**Exercise brief:**
Give only the number of lines in the following entries where "woman" appears.
::::::
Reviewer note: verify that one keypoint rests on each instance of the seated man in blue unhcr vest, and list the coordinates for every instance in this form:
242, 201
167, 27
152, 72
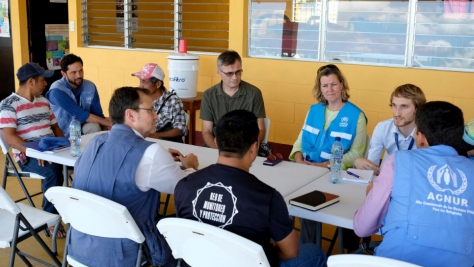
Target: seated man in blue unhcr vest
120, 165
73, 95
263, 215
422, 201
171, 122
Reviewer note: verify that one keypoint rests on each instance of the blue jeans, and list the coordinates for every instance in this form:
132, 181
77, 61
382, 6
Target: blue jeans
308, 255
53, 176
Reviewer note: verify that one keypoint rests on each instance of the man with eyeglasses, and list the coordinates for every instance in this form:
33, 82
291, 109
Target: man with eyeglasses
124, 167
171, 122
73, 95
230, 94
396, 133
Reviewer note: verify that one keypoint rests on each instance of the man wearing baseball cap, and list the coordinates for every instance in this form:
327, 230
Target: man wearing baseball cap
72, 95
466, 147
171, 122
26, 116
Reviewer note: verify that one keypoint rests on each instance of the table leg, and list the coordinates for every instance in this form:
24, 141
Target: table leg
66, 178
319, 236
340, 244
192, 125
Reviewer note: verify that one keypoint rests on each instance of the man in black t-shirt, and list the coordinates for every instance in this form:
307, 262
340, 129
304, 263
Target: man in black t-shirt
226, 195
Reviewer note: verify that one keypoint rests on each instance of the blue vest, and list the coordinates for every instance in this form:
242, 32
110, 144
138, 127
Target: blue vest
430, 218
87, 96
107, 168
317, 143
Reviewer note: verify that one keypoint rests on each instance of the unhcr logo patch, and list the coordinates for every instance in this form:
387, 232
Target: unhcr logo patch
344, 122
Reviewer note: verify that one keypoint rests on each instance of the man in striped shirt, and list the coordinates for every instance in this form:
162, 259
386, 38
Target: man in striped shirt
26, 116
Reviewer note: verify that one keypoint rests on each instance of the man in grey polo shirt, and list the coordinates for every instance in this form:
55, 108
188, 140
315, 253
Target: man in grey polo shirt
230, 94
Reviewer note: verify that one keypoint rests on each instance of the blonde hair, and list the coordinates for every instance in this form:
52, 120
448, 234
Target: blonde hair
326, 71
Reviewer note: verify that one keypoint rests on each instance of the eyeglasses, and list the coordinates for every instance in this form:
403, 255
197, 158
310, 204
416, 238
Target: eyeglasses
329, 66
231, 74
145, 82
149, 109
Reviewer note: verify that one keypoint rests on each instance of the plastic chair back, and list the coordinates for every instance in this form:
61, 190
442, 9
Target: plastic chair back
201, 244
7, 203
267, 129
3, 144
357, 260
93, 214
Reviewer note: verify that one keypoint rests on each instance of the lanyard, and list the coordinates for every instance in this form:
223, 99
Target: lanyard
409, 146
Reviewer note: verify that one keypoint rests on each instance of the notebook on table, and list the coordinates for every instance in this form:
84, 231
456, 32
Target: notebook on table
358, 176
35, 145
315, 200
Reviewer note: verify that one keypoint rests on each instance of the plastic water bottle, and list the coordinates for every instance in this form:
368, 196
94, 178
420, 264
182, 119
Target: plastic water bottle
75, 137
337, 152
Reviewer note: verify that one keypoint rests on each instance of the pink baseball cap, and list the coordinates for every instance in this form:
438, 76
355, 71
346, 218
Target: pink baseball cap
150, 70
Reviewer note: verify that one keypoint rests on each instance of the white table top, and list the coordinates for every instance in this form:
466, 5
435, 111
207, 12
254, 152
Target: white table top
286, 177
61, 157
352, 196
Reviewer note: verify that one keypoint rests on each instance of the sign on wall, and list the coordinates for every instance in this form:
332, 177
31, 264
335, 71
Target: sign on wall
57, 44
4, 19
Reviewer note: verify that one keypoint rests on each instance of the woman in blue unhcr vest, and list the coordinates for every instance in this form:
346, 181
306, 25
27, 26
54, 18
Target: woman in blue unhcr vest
::::::
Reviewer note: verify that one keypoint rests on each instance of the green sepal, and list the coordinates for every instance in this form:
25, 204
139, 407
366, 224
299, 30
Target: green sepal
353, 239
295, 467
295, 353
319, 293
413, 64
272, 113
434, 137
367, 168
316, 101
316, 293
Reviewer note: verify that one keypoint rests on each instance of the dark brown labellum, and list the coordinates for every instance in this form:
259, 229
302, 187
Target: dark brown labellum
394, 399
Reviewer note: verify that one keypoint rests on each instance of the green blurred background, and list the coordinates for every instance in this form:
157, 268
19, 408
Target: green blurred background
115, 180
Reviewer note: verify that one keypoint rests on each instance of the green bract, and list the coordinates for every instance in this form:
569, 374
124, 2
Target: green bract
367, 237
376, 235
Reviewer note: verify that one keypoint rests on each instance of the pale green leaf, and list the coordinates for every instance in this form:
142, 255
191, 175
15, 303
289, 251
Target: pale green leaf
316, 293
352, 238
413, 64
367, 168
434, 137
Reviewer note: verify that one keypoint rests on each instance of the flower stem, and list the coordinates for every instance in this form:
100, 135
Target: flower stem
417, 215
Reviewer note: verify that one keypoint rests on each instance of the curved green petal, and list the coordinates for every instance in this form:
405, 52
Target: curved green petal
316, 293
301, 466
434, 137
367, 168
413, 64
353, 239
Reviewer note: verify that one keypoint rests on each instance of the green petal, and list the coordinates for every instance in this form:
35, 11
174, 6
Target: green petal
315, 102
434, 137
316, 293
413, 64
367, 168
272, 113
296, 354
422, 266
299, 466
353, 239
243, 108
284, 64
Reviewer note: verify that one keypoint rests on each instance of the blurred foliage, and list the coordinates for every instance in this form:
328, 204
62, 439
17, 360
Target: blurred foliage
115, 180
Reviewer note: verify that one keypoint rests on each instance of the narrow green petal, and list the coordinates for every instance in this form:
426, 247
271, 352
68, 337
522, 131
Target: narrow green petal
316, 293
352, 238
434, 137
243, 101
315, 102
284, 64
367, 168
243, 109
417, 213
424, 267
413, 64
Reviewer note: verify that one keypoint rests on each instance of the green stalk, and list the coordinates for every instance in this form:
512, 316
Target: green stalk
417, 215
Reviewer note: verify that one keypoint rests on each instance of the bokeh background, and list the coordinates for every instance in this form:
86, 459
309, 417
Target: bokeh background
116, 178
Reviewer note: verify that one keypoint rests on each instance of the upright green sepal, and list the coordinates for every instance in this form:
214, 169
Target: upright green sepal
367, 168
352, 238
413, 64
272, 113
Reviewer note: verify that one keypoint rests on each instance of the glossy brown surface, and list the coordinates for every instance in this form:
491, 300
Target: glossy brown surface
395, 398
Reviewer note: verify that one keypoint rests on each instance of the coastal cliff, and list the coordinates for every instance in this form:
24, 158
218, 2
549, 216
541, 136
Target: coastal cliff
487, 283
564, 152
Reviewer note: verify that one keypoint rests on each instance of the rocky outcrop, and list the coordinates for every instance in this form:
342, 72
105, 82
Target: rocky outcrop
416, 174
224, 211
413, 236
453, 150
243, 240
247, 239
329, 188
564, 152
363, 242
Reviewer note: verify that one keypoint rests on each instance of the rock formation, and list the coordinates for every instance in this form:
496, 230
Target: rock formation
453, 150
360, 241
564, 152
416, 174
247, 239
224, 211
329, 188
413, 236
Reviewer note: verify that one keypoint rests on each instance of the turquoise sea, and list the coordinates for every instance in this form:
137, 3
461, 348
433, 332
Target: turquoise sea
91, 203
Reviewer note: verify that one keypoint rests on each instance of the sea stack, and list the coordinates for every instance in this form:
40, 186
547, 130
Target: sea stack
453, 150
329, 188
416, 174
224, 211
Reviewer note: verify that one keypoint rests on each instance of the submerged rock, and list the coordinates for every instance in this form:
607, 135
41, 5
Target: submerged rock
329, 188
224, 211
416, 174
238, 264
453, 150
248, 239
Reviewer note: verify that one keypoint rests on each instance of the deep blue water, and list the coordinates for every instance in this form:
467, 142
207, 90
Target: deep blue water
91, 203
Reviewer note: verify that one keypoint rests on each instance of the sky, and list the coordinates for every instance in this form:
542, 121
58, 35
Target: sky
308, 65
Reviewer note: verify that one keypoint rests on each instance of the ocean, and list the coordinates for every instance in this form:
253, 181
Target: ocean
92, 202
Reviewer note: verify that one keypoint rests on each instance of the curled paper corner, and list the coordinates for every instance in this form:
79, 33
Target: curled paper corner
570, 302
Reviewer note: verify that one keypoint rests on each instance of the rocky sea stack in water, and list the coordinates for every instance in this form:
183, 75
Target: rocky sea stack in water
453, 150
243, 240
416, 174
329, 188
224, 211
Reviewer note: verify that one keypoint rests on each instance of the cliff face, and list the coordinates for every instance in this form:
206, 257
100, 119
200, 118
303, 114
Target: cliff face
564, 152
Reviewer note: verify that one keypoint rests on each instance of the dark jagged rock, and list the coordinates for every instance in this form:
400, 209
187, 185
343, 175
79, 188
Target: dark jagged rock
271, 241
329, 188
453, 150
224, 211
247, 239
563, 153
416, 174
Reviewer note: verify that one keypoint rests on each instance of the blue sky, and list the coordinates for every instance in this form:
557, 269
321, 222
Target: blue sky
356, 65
::::::
**Solved problem:**
2